| Written problem |
Give the data below again, word for word.

| Provided material |
○ ○ ○

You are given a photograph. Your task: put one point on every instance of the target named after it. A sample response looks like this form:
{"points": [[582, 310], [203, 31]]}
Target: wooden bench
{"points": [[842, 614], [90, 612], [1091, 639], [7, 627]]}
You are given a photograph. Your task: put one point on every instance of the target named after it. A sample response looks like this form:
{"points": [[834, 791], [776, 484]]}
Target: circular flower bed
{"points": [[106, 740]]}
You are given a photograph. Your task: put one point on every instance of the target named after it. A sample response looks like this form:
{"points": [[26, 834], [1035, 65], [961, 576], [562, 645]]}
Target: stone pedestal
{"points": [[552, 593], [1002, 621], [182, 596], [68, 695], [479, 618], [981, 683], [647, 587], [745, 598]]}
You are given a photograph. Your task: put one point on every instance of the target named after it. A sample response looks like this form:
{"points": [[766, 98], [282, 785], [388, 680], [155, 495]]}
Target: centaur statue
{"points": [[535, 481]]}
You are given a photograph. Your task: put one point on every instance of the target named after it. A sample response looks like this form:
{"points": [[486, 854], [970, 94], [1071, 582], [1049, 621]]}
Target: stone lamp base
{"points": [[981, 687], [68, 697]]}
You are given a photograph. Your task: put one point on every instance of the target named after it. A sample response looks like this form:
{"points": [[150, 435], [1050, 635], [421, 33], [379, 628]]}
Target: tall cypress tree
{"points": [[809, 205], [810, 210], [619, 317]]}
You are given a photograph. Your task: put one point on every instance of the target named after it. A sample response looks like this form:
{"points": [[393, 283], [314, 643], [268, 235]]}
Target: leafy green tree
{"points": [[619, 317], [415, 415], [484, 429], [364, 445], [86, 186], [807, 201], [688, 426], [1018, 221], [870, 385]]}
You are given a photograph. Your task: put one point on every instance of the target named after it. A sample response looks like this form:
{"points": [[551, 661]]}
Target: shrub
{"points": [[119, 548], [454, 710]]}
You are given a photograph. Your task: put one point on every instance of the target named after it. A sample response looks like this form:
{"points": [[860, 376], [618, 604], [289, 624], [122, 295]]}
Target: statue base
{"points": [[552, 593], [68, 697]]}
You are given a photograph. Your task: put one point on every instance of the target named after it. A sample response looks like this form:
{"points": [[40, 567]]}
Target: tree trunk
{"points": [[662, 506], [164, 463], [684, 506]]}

○ ○ ○

| Task answer |
You are given a photograph. Your task: put one point on every instance of the target named after it. A sample response looks like this form:
{"points": [[582, 310], [203, 31]]}
Target: wooden bench
{"points": [[842, 614], [90, 612], [1091, 639], [7, 627]]}
You are given a photograph. Your task: put one point on every instance of the target named after it. A sample response looks like this form:
{"points": [[834, 791], [776, 484]]}
Target: circular flower bed
{"points": [[106, 740]]}
You are given a photograph. Your task: put one point on every instance of the target named after it. A sample response looks like this form:
{"points": [[26, 834], [1035, 65], [961, 576], [562, 645]]}
Target: stone pedestal
{"points": [[552, 593], [1002, 621], [182, 596], [68, 695], [479, 618], [981, 683], [647, 587], [745, 598]]}
You are given a photograph. Your task: put one point on every instance of the target named after it. A sample response looks like this form:
{"points": [[766, 98], [282, 785], [388, 680], [155, 495]]}
Target: centaur statue
{"points": [[535, 481]]}
You are given a photograph. Your task: put one point on every instance of the target named after it. A sample response looks like this form:
{"points": [[486, 854], [970, 94], [1071, 582], [1049, 621]]}
Target: stone lamp base
{"points": [[981, 687], [68, 697]]}
You are given a photograph. Your task: put one point on every instance of the target named after it. A sample response looks like this form:
{"points": [[150, 435], [1050, 635], [421, 33], [379, 628]]}
Target: tall cypress tree
{"points": [[809, 205], [810, 210], [619, 317]]}
You are given a photograph. Your task: put one point on every instance of the target named after it. A sample response looks like this form:
{"points": [[393, 283], [314, 643], [268, 235]]}
Target: leafy green tree
{"points": [[619, 317], [415, 415], [484, 429], [364, 445], [86, 186], [807, 201], [688, 426], [1018, 221], [870, 385]]}
You are given a photograph. Your task: put one point on every instance of the target named after it. A sample response looks like this form:
{"points": [[551, 661]]}
Target: shrub
{"points": [[119, 548], [454, 710]]}
You are given a photograph. Your task: put one point on every instance of the target named after it. A sample response looks like this form:
{"points": [[860, 376], [618, 604], [289, 624], [122, 295]]}
Target: statue base
{"points": [[552, 593], [68, 697]]}
You are given a photograph. Your task: put one point on every instance of the target named after it. A sample response looks like this form:
{"points": [[40, 567]]}
Target: tree trunk
{"points": [[662, 506], [164, 463], [684, 506]]}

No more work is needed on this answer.